Texto exibido |
»»

Nosso cérebro consegue formar uma ideia somente a partir dos dados que circulam em um determinado momento; e os dados disponíveis são criados pelos poderosos atuais, pelas modas em voga e pela opinião aceita. Se continuamos a negligenciar outras áreas do passado, os espaços em branco em nossa mente são reforçados e amontoamos cada vez mais conhecimento naqueles compartimentos dos quais já sabemos. O conhecimento parcial torna-se cada vez mais parcial e a ignorância perpetua-se a si mesma.
Trecho retirado do livro “Vanished Kingdoms – The History of Half-Forgotten Europe”, do historiador inglês Norman Davies
Talvez lá também, como em todas as culturas em decadência, o controle populacional tenha ido muito longe e a reprodução foi deixada a cargo dos fracassados. Talvez, à medida que a riqueza e o luxo aumentavam, a busca do prazer físico minou a vitalidade da raça e diminuiu sua vontade de viver ou de defender-se; uma nação nasce estoica e morre epicurista. Possivelmente o colapso do Egito, depois da queda de Akhenaton, afetou o comércio entre Creta e o Egito, diminuindo a riqueza dos reis minoicos. Creta não tinha grandes recursos internos; sua prosperidade exigia o comércio e mercados para suas indústrias; como a Inglaterra moderna, ela tinha se tornado perigosamente dependente do controle dos mares. Talvez guerras internas dizimaram a população masculina da ilha, deixando-a desunida frente a um ataque estrangeiro. Talvez um terremoto fez o palácio tremer até virar uma ruína ou uma revolução raivosa vingou-se em um ano de terror as opressões acumuladas ao longo de séculos.

««

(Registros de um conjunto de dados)

»»

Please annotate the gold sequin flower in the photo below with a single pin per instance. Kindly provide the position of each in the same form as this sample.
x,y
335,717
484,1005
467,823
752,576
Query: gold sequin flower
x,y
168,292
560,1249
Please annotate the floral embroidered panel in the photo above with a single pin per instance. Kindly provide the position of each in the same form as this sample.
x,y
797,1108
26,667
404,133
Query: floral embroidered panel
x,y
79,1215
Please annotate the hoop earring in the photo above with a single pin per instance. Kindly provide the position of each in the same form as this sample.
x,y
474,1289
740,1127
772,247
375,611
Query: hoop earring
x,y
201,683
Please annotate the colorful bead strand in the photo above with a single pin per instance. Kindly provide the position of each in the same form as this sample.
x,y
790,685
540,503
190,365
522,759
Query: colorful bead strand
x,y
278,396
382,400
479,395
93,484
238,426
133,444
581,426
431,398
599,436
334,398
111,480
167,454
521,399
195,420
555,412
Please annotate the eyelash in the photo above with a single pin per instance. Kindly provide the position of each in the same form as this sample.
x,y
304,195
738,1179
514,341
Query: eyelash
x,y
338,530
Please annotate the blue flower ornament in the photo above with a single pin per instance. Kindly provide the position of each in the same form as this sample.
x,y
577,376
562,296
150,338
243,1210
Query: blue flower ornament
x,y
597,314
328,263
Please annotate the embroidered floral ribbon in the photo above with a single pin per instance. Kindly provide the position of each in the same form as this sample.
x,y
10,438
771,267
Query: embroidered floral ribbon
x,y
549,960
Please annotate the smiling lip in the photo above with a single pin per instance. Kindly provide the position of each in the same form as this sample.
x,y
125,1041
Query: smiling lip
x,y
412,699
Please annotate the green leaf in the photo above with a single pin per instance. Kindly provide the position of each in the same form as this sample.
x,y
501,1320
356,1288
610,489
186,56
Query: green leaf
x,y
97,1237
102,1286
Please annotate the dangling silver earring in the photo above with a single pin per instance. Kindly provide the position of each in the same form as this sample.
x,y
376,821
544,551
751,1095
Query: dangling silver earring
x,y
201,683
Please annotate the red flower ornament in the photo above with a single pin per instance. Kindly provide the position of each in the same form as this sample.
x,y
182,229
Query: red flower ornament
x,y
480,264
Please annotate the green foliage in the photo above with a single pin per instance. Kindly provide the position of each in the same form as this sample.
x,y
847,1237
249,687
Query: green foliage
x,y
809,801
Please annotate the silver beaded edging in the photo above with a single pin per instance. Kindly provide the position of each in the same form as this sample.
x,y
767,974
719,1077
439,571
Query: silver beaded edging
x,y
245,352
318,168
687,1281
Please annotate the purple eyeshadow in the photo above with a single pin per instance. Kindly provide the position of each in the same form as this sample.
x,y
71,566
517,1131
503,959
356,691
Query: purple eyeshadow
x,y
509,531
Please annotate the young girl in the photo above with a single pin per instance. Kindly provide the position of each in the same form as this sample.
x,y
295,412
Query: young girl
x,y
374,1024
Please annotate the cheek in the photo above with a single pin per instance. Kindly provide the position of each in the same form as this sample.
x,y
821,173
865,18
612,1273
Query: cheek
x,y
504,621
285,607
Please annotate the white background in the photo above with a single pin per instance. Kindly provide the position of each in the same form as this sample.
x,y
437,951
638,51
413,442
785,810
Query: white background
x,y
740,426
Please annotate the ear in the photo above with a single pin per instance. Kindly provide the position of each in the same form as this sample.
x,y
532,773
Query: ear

««

Complete o seguinte |
a: De acordo com o texto sobre o passado e a queda de Creta, do que dependia a prosperidade de Creta?
b: Devolva, sem nenhuma alteração, o trecho do texto sobre o passado e a queda de Creta que começa nas palavras que trazem "Nosso cérebro consegue" e termina logo depois de "a si mesma.".
c: Retome o texto sobre o passado e a queda de Creta a partir do ponto em que ele termina.

Respostas às tarefas |
a: Do comércio e de mercados para suas indústrias.

b:
Nosso cérebro consegue formar uma ideia somente a partir dos dados que circulam em um determinado momento; e os dados disponíveis são criados pelos poderosos atuais, pelas modas em voga e pela opinião aceita. Se continuamos a negligenciar outras áreas do passado, os espaços em branco em nossa mente são reforçados e amontoamos cada vez mais conhecimento naqueles compartimentos dos quais já sabemos. O conhecimento parcial torna-se cada vez mais parcial e a ignorância perpetua-se a si mesma.

c:
Trecho retirado do livro “The Life of Greece”, de Will Durant (1885-1981), historiador e filósofo americano
Prezados leitores, na semana passada eu falei sobre um fictício proprietário de terras na Rússia do século XIX, Kostanjoglo, para quem a pessoa que não trabalha, que não consegue realizar nada porque não segue sua vocação natural, presta um desserviço à humanidade e a Deus, principalmente, que criou tudo e deve ser imitado. Nesta semana, meu enfoque será no polo oposto, o da destruição e para tanto citarei dois historiadores.
O primeiro já é conhecido daqueles que me acompanham regularmente, Will Durant, pois em vários artigos eu comentei trechos de seu livro sobre o Renascimento. Will Durant é autor de uma História da Civilização juntamente com sua esposa, Ariel Durant. No volume aqui citado, seus olhos se voltam para a civilização grega, e para começar seu percurso ele descreve Creta, que foi a primeira civilização europeia, a qual deixou muitas contribuições no reino da pintura, da escultura, da produção de cerâmicas, da arquitetura e da criação do sistema de coleta e descarte de efluentes mais sofisticado da Antiguidade, que depois de 4.000 anos ainda funciona. Para situar o cidadão do século XXI, basta dizer que a ilha de Creta é a terra do Minotauro, um ser mítico, filho de Parsífae, esposa do rei Minos, e de um touro por quem a rainha se apaixonou. O rei manda prender este bastardo, metade homem, metade touro, no labirinto, que nada mais é do que o Palácio do rei Minos em Knossos, cujas ruínas, reveladas pelas escavações comandadas pelo arqueólogo britânico Arthur Evans (1851-1941), ainda podem ser vistas naquela ilha que hoje em dia faz parte da Grécia. Eu mesma estive lá e pude ver um afresco representando o Minotauro. Aliás, não faltam exuberantes representações artísticas do touro no Museu Arqueológico de Heraklion, a capital, já que o animal era cultuado como símbolo de fertilidade. As mulheres de Creta eram famosas por usarem jaquetas curtas, deixando os seios à mostra. Usando colares e pulseiras eram o cúmulo da elegância, podem crer!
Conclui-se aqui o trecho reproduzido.